● What you are asked to do
Reproduce word for word the part of the battery wiring excerpt starting at "Situation B: Situation" and ending at "to 5 seconds.".

START Excerpted passage

Situation B: Situation A is the highest possible limit for a particular BMS-controlled battery bank. As with most configurations, your setup should be instead limited (to a lower value) by the calculating the maximum allowable peak current of your devices. The the peak draw from both MPP units (150A * 2 units = 300A, for up to 5 seconds) is divided among 3 batteries, or at most 2 batteries with one battery offline.
@sunshine_eggo and I agree the result for 2 batteries
actually running to be approximately 150A on each, for up to 5 seconds.
- - -
But the ampacity of your alternative wire sizes (1/0 already in hand, 2/0 under consideration) are shown in a table here:
https://www.powerstream.com/Wire_Size.htm. The site characterizes those figures to be "conservative". An actual calculation of voltage drop and lost power depends on your wire lengths, ampacity in non-chassis wiring also depends on the characterstics of the insulation. The wire losses are HEAT, and the heat being generated over short distances of insulated wire will largely be conducted to to the BMS and cells at one end, and into the MPP units at the other. None of those components like heat. Using the "transmission" ampacity figure, 1/0 wire offers 150A , but you have no intention of using them that hard for more than 5 seconds.

END Excerpted passage
START Material provided

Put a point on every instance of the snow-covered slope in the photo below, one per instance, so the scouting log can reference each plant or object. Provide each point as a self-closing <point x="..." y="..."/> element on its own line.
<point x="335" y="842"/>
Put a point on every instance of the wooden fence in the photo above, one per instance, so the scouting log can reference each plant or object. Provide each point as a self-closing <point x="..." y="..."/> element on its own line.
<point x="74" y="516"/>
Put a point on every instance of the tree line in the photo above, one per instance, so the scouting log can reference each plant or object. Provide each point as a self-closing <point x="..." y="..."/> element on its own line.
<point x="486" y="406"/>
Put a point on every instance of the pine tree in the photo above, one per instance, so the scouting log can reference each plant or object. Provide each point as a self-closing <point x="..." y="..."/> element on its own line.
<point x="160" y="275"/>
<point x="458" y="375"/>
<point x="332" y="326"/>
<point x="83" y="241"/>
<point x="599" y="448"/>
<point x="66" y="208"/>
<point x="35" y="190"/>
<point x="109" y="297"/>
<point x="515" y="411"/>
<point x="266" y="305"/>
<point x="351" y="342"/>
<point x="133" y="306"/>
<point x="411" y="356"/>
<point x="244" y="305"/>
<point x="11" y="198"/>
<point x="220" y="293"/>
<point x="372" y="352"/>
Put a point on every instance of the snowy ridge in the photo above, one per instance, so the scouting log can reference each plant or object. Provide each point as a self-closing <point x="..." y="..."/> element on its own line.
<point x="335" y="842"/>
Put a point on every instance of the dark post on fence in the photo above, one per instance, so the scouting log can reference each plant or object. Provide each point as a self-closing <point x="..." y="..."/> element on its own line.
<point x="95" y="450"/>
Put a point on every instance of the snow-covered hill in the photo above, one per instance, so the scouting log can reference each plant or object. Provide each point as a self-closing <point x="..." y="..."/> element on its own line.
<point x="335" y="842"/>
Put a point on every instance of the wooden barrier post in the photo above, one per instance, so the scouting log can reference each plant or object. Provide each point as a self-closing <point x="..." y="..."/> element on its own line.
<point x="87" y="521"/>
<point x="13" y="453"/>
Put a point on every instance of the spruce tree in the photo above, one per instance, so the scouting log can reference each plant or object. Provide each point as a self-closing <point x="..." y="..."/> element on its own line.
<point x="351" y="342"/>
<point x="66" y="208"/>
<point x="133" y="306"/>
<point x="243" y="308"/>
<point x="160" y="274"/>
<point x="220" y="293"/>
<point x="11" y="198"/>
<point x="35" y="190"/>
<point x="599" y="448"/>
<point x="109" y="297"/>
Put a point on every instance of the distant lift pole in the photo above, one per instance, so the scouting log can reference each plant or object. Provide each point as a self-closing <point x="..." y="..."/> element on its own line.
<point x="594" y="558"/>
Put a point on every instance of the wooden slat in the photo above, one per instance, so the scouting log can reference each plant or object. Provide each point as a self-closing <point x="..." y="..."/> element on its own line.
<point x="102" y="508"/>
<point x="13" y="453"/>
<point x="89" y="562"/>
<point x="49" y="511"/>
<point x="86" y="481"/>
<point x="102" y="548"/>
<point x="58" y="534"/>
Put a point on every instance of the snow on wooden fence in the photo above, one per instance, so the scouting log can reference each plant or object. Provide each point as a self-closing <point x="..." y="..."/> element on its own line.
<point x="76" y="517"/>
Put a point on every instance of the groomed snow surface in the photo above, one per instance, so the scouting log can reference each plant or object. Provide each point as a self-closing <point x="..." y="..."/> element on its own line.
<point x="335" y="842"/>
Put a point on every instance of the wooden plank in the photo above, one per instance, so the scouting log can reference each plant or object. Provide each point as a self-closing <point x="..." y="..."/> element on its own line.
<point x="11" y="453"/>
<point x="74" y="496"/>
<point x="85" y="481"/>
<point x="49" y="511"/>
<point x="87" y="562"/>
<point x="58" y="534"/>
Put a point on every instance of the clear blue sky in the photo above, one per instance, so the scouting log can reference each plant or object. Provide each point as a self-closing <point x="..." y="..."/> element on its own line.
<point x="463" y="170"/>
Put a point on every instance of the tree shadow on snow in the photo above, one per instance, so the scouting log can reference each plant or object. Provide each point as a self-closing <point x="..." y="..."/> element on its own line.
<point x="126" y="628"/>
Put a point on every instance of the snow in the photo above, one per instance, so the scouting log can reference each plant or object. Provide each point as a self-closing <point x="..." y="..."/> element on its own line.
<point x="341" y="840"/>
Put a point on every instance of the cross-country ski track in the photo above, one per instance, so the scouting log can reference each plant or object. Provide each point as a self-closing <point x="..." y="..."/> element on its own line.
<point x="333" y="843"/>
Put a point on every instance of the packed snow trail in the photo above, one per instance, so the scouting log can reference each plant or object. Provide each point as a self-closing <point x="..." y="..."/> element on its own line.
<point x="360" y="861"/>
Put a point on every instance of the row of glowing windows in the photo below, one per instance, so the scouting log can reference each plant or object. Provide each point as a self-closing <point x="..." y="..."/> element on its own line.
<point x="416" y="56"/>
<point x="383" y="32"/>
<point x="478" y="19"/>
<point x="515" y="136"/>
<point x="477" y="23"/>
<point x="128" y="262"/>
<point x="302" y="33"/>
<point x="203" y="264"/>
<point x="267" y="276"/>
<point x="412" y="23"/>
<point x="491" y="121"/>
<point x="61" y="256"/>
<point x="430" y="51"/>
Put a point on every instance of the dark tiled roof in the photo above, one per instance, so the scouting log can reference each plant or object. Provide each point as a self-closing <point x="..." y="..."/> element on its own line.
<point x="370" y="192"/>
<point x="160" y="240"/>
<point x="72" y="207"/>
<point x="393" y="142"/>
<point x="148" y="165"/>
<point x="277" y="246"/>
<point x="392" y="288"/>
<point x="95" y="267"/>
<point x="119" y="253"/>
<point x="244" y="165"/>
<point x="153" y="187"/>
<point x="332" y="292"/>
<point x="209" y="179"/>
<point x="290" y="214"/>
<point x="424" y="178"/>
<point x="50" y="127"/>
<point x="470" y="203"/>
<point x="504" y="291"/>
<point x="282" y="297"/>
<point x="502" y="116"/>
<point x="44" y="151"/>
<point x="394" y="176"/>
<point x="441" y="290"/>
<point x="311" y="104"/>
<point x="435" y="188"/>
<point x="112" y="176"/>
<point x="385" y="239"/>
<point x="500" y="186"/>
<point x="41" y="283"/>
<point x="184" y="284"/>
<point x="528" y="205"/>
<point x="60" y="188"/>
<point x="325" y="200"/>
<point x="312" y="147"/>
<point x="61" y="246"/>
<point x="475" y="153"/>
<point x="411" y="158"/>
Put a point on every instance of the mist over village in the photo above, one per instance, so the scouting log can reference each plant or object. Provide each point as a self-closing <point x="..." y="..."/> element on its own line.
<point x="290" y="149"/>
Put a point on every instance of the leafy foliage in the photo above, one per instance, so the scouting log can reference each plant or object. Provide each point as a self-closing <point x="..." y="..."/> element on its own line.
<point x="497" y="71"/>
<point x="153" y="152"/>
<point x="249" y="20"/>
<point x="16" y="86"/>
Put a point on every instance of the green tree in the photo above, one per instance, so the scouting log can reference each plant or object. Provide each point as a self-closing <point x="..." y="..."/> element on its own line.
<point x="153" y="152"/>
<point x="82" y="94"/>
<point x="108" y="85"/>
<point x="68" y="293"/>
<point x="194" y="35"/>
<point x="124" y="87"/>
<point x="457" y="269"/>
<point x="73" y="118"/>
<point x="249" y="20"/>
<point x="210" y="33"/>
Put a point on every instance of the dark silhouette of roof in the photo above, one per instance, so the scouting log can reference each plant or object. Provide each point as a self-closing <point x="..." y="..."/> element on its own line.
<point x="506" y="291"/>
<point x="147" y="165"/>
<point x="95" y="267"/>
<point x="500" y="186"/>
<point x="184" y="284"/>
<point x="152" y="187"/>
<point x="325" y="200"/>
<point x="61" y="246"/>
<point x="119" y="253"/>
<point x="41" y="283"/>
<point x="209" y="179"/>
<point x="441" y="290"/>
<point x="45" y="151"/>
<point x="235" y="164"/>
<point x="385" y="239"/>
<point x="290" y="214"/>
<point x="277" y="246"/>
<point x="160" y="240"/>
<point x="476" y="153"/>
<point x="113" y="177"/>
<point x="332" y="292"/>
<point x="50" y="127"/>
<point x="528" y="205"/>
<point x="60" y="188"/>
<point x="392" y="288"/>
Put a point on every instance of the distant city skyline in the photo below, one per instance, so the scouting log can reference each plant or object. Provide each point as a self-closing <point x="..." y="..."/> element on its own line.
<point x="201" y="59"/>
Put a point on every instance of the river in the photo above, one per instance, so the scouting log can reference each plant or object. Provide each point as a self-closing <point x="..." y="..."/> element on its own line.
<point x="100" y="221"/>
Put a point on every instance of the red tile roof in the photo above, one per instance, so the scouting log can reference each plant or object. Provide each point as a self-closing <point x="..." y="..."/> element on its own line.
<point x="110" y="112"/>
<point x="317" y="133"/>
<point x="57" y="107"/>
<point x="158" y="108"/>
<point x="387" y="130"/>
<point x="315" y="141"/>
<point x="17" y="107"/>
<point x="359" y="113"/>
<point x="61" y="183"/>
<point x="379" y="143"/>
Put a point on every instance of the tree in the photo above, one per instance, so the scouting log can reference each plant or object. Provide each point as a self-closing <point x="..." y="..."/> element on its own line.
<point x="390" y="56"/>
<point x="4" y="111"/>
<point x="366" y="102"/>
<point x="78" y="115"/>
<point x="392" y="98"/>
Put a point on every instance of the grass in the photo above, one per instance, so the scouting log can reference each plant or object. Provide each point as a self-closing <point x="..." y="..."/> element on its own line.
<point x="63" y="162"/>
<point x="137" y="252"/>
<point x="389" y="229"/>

END Material provided

● Output of the exercise
Situation B: Situation A is the highest possible limit for a particular BMS-controlled battery bank. As with most configurations, your setup should be instead limited (to a lower value) by the calculating the maximum allowable peak current of your devices. The the peak draw from both MPP units (150A * 2 units = 300A, for up to 5 seconds) is divided among 3 batteries, or at most 2 batteries with one battery offline.
@sunshine_eggo and I agree the result for 2 batteries
actually running to be approximately 150A on each, for up to 5 seconds.